* MATERIAL PROVIDED
[start]
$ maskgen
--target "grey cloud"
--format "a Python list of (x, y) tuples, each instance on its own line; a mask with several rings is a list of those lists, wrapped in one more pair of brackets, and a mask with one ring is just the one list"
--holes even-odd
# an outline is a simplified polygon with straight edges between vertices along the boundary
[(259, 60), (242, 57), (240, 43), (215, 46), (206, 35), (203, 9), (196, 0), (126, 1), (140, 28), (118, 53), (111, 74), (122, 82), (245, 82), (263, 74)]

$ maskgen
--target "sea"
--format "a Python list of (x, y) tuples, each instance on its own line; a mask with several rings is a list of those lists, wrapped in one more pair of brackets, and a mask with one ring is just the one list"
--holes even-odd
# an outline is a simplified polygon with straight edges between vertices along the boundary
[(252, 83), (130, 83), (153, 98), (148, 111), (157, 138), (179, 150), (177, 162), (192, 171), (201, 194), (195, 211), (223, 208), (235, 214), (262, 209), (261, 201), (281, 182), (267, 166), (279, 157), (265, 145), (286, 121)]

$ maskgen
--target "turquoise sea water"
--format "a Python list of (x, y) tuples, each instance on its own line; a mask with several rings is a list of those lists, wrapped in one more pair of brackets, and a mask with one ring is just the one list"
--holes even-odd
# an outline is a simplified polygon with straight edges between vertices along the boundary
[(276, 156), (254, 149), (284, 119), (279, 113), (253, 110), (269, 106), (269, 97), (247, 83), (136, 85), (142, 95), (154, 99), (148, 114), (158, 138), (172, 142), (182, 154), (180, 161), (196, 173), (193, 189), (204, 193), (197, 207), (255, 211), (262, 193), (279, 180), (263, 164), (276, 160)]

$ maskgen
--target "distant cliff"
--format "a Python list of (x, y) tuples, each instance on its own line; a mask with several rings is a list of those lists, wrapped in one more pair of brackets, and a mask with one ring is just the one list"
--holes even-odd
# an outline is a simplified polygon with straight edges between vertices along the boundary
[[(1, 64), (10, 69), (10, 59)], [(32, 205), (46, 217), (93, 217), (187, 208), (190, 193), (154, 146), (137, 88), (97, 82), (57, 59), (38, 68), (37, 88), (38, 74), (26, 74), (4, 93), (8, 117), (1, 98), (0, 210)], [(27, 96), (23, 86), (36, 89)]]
[end]
Quote the lines from the first one down to the line containing "82), (263, 74)]", keeping both of those lines.

* OUTPUT OF THE EXERCISE
$ maskgen
--target "grey cloud"
--format "a Python list of (x, y) tuples, each instance on its own line; a mask with several rings is a list of those lists, wrapped in one more pair of brackets, and a mask with one ring is just the one list"
--holes even-odd
# an outline is a simplified polygon with straight edges between vertices along the boundary
[(259, 60), (242, 57), (240, 43), (215, 46), (206, 35), (203, 9), (196, 0), (126, 1), (140, 28), (118, 53), (111, 74), (122, 82), (245, 82), (263, 74)]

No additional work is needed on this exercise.